How Newt Gingrich won over the tea party

As opponents and the Republican establishment turn on former House speaker Newt Gingrich, he's getting a lifeline of support from a constituency he has ambitiously courted: the tea party. 

Republican presidential candidate former House Speaker Newt Gingrich autographs a book before a campaign stop at Global Security Services in Davenport, Iowa, Monday.

Chris Carlson/AP

December 20, 2011

Newt Gingrich topping Mitt Romney, Michele Bachmann, and even tea party champion Ron Paul in a 23,000-person tea party straw poll on Monday might seem like another headscratcher in the GOP's bewildering and manic rush to come up with a candidate to unseat President Obama.

The former House speaker tallied support from 31 percent of the tea partyers surveyed. The straw poll results came as national polls show Mr.Gingrich's support eroding. He's now in a dead heat with Mr. Romney, who has approached the tea party more cautiously.

_WHAT YOU NEED TO DO_.
1. Decide whether each statement agrees with the article on Newt Gingrich and the tea party: (a) Gingrich drew support from 31 percent of the tea partyers surveyed; (b) Romney has approached the tea party more boldly than Gingrich; (c) the straw poll involved 23,000 people. Answer yes or no for each, quoting the deciding words.
2. Print, without any change, the portion of the article on Newt Gingrich and the tea party that opens with the words containing "Republican presidential candidate" and closes with "unseat President Obama.".

_LISTED RECORDS_.
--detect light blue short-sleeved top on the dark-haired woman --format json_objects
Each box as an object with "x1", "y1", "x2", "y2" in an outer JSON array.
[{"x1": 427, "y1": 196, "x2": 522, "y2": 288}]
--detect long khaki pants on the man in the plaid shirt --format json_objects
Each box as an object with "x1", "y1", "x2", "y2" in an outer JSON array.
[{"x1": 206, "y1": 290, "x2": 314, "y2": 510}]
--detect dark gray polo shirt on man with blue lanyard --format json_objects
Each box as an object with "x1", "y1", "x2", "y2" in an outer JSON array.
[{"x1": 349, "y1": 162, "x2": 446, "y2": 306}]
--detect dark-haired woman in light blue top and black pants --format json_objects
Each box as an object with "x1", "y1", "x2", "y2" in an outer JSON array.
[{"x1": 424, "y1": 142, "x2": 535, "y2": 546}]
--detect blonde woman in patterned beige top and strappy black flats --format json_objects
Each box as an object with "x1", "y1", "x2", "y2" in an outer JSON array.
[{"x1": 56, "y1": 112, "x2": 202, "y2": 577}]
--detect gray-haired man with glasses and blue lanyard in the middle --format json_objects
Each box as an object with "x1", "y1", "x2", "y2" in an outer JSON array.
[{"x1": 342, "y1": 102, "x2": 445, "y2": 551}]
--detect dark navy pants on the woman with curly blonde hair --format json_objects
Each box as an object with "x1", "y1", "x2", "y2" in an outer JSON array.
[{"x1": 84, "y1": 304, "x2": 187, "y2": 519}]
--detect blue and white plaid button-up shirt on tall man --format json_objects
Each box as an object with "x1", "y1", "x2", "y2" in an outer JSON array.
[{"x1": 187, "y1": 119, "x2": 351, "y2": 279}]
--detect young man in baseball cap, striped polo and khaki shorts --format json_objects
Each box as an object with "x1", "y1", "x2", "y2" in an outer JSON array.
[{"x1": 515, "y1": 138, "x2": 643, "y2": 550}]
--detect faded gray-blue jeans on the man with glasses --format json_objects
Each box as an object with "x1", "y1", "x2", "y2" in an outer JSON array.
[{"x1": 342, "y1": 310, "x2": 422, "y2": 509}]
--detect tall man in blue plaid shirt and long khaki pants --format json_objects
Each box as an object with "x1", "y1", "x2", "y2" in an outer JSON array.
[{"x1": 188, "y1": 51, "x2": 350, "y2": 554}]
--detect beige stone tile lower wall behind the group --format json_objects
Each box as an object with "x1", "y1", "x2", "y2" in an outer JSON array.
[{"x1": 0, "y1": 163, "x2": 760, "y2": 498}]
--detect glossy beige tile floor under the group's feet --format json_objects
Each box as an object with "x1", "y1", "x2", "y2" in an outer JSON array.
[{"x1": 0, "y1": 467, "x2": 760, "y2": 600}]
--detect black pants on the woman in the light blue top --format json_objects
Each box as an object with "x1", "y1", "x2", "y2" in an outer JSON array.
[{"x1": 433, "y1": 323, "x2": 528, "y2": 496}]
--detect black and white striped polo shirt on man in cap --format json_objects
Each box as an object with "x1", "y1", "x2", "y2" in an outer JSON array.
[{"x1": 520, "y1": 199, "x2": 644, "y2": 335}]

_NUMBERED RESPONSES_.
1.
(a) Yes: "The former House speaker tallied support from 31 percent of the tea partyers surveyed."
(b) No: "Romney, who has approached the tea party more cautiously."
(c) Yes: "a 23,000-person tea party straw poll"

2.
Republican presidential candidate former House Speaker Newt Gingrich autographs a book before a campaign stop at Global Security Services in Davenport, Iowa, Monday.

Chris Carlson/AP

December 20, 2011

Newt Gingrich topping Mitt Romney, Michele Bachmann, and even tea party champion Ron Paul in a 23,000-person tea party straw poll on Monday might seem like another headscratcher in the GOP's bewildering and manic rush to come up with a candidate to unseat President Obama.